[Excerpts from point annotation data]
--

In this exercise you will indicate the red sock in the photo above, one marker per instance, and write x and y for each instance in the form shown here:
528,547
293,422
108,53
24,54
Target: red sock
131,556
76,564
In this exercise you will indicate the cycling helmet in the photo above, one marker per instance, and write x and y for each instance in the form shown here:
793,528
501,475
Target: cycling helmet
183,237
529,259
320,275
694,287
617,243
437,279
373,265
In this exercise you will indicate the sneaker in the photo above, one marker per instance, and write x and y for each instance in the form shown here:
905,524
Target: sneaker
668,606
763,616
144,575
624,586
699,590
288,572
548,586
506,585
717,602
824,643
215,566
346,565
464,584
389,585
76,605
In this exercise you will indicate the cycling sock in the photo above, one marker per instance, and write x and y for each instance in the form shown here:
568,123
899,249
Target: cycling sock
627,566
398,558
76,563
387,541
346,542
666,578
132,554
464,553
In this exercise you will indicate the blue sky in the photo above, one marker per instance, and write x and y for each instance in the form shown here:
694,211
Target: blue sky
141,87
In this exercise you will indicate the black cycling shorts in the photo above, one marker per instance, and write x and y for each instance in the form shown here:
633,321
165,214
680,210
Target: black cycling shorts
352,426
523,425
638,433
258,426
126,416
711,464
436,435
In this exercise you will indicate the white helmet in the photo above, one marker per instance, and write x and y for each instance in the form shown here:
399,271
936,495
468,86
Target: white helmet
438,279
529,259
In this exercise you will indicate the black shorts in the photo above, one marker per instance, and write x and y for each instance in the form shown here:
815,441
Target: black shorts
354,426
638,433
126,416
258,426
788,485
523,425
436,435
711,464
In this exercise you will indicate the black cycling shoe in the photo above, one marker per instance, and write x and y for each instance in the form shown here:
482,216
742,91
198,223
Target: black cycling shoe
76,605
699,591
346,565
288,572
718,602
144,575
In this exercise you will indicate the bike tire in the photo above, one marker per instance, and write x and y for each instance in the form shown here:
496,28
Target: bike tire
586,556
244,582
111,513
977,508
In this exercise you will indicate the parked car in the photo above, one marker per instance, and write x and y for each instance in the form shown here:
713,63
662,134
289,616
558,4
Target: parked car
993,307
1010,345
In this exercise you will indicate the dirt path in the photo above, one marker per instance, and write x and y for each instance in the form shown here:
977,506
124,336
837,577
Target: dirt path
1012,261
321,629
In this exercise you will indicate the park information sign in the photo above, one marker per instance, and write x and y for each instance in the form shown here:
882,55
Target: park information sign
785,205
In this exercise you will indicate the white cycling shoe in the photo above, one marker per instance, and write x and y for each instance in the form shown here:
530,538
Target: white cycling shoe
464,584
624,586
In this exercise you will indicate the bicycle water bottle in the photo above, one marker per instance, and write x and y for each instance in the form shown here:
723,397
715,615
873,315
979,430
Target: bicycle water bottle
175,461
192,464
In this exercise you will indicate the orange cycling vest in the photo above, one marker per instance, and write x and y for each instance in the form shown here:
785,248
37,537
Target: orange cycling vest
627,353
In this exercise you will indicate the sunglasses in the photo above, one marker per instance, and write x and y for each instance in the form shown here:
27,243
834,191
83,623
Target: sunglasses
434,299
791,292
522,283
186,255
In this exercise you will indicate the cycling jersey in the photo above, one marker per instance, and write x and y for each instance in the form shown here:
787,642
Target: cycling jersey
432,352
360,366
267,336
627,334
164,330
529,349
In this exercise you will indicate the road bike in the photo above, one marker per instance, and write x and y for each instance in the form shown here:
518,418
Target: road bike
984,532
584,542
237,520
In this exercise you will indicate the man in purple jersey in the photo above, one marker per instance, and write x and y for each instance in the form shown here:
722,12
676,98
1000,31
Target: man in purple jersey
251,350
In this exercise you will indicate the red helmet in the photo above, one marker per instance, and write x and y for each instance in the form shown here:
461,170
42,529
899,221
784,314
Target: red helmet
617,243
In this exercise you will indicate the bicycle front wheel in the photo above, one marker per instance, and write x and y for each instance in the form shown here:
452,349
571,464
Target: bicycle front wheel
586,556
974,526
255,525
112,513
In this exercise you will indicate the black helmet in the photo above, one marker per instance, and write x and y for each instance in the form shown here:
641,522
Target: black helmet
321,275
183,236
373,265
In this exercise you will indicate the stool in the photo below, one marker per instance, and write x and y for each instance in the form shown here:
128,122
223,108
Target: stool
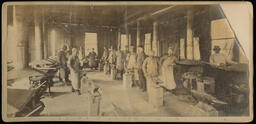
35,81
206,85
189,80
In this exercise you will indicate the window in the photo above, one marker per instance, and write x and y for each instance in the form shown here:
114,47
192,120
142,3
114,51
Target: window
91,42
147,45
124,41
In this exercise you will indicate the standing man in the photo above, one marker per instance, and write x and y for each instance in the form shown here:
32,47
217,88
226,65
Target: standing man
132,64
74,66
167,70
139,76
112,62
150,68
125,54
119,63
62,59
92,59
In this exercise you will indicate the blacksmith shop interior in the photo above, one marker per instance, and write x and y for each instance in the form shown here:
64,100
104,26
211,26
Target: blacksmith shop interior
124,60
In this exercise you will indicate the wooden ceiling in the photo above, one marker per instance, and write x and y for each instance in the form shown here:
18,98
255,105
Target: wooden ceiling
114,16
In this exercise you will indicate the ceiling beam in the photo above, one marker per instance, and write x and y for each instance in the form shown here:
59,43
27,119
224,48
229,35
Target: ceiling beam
151,15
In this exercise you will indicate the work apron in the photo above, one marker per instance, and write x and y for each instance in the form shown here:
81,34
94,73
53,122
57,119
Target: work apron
75,80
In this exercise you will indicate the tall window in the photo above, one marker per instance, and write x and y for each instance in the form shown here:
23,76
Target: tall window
147,45
91,42
124,41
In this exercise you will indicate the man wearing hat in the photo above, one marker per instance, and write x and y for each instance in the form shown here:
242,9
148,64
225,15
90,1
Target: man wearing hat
132,63
150,68
74,66
218,58
62,58
167,70
139,77
92,59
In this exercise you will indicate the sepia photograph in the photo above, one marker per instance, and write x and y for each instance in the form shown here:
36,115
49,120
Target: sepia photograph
127,61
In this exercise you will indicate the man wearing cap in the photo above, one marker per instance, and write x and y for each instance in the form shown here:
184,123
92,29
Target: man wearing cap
62,58
150,68
139,76
167,70
92,59
132,64
74,66
218,58
119,63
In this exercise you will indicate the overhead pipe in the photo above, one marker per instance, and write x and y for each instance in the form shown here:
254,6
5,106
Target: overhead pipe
152,15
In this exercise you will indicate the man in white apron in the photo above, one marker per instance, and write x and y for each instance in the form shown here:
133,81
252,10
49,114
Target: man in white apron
74,66
150,68
167,70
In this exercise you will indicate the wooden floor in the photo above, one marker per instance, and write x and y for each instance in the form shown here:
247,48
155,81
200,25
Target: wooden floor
127,101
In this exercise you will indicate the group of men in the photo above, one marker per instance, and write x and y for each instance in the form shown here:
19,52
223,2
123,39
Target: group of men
147,72
126,61
71,64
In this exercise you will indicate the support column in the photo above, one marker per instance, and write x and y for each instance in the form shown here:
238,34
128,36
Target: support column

--

TASK TO CARRY OUT: Write the listing out a second time exactly, dropping all images.

ANSWER FOR THE TASK:
In this exercise you will indicate the red sock in the photo above, one marker per instance, and write x and y for each instance in the form shown here:
528,547
293,422
108,53
24,54
Target: red sock
131,556
76,564
In this exercise you will indicate the cycling helmet in the photo above, one marker per instance, and write x and y for each instance in the form shown here:
793,528
501,475
Target: cycling helmet
183,237
529,259
320,275
694,287
617,243
437,279
373,265
In this exercise you will indicate the sneaker in the photo above, one marker per instance, and write x and y for each instance in the form shown here:
905,524
Target: sneaker
668,606
763,616
144,575
624,586
699,590
288,572
548,586
506,585
717,602
824,643
215,566
346,565
464,584
389,585
76,605
In this exercise you will indicate the cycling sock in the photo above, one marker per instance, and write x and y for each instance in the form shown here:
568,123
899,249
Target: cycling sock
627,566
398,558
76,563
387,541
346,542
666,578
132,554
464,553
In this exercise you will indicate the blue sky in the photo above, one marker per instance, and write x and y for each instance in the form shown here:
694,211
Target: blue sky
141,87
In this exercise you will indicate the black cycling shorts in the photo above, one marker per instance, and write x and y for each instance in the form shown here:
633,321
165,214
680,210
Target: black cycling shorts
352,426
523,425
638,433
258,426
126,416
711,464
436,435
In this exercise you will indicate the white helmet in the photo above, one marker per instance, and write x and y for each instance in the form shown here:
399,271
936,495
468,86
Target: white helmet
438,279
529,259
In this exercise you will indicate the black shorts in the photo above, one marker per instance, and write x and y for each instance in the form shown here:
815,441
Target: black shorts
354,426
638,433
126,416
258,426
788,485
523,425
436,435
711,464
In this exercise you will indicate the black cycling shoe in the photo above, one marker per instance, and write x and y for each instance in the form shown here:
482,216
742,91
198,223
Target: black cycling shoe
76,605
699,591
346,565
288,572
718,602
144,575
In this exercise you will indicate the bike tire in the photo above, one marker per instance, and write x and y for each instance in the form shown here:
496,28
Target: bike tire
586,556
244,582
111,513
977,508
In this exercise you will indicate the parked car in the photo above, one marker per instance, and write x and y for each instance in the form shown here:
713,63
662,134
289,616
558,4
Target: parked car
993,307
1010,345
In this exercise you will indicate the dirt path in the photo above, one marker per instance, and write x and y for each instance in the form shown here:
977,506
124,336
837,577
Target: dirt path
1012,261
321,629
In this exercise you will indicate the park information sign in the photo above, one marker per instance, and write x and y for each instance in the form shown here:
882,55
Target: park information sign
785,205
In this exercise you will indicate the white cycling shoe in the photo above, one marker per instance, and write x and y for each instance in the form shown here:
530,538
Target: white cycling shoe
464,584
624,586
In this exercise you will indicate the bicycle water bottle in the photo above, one marker per instance, and write x and y for each instance in the form shown here:
723,397
715,615
873,315
979,430
Target: bicycle water bottle
175,461
192,464
In this exercise you will indicate the orange cycling vest in the photo above, one marker per instance, and write x and y for each instance in the form shown here:
785,248
37,537
Target: orange cycling vest
627,353
In this exercise you will indicate the sunglasses in the photo above, one marker per instance, and write x and y for each instance in the form shown here:
27,243
834,191
83,623
Target: sunglasses
434,299
791,292
522,283
186,255
In this exercise you will indicate the cycling jersey in the photo above, one marker per instance, and write x and y for each instance in the form shown here:
787,642
Target: cycling jersey
432,352
360,366
267,336
627,334
164,330
529,349
In this exercise you will indicate the road bike in the photo above, one marker per instance, and write x and y for each instance in the form shown here:
518,418
Target: road bike
984,532
584,542
237,520
In this exercise you will indicate the man in purple jersey in the photo above, one marker per instance, and write x and y for each instance in the form shown here:
722,12
676,98
1000,31
Target: man in purple jersey
251,350
In this exercise you will indicate the red helmet in the photo above, one marker per instance, and write x and y for each instance in the form shown here:
461,170
42,529
899,221
784,314
Target: red helmet
617,243
In this exercise you will indicate the bicycle front wheel in the photo above, one marker per instance, and write x and y for each instance in the form shown here:
452,349
571,464
Target: bicycle front wheel
586,556
974,526
255,525
112,513
In this exercise you will indicate the black helmet in the photo above, one marker per instance, and write x and y for each instance in the form shown here:
641,522
Target: black helmet
321,275
183,236
373,265
In this exercise you will indicate the stool in the photo below, one marker per instance, and write x and y for each instance in the form shown here:
128,122
223,108
Target: stool
35,81
206,85
189,80
In this exercise you will indicate the window in the photo above, one marker per instance, and write x and y for each instance in the form shown here:
114,47
192,120
142,3
114,51
Target: window
91,42
147,45
124,41
In this exercise you will indicate the standing man in the photo above, one marker per instance, and write x and y for each instance in the form shown here:
32,47
217,88
226,65
Target: standing man
132,64
74,66
167,70
139,76
112,62
150,68
125,54
119,63
62,59
92,59
In this exercise you will indicate the blacksmith shop interior in the photo above, one marker per instance, and write x and y for each instance in the form shown here:
64,100
104,26
211,26
Target: blacksmith shop interior
124,60
In this exercise you will indicate the wooden ceiling in the photo above, one marker per instance, and write x and y for each instance in the form shown here:
18,98
255,105
Target: wooden ceiling
114,16
In this exercise you will indicate the ceiling beam in the photo above, one marker per instance, and write x and y for each instance in the form shown here:
59,43
27,119
224,48
229,35
Target: ceiling beam
151,15
In this exercise you will indicate the work apron in the photo above, one marker per instance, and write x and y for each instance in the form shown here:
81,34
94,73
53,122
57,119
Target: work apron
75,80
In this exercise you will indicate the tall window in the photo above, one marker per instance, and write x and y for each instance in the form shown here:
23,76
Target: tall window
147,45
91,42
124,41
In this exercise you will indicate the man wearing hat in the photo above, one marker per instance, and write x and y for each instance in the form shown here:
242,9
148,64
225,15
90,1
Target: man wearing hat
132,63
150,68
74,66
218,58
62,58
167,70
139,77
92,59
In this exercise you will indicate the sepia photograph in the photo above, one marker per instance, and write x and y for each instance in the form shown here:
36,115
49,120
Target: sepia photograph
127,61
In this exercise you will indicate the man wearing cap in the photo above, one marker per instance, and write x and y for each instance in the form shown here:
184,123
92,29
Target: man wearing cap
62,58
150,68
139,76
167,70
92,59
132,64
74,66
218,58
119,63
In this exercise you will indicate the overhead pipe in the photo above, one marker per instance, and write x and y for each instance in the form shown here:
254,6
5,106
Target: overhead pipe
152,15
In this exercise you will indicate the man in white apron in the photo above, one marker per instance, and write x and y for each instance in the form shown here:
133,81
252,10
49,114
Target: man in white apron
74,66
150,68
167,70
In this exercise you will indicate the wooden floor in the photo above, one marker per instance, and write x and y for each instance in the form shown here:
247,48
155,81
200,25
Target: wooden floor
127,101
In this exercise you will indicate the group of men in the photo above, one marker per instance, and write x and y for each instance in the form shown here:
19,52
223,2
123,39
Target: group of men
147,72
126,61
71,64
In this exercise you will indicate the support column in the photo above, one marker per instance, and write x and y for each instance in the form shown here:
238,34
128,36
Target: support column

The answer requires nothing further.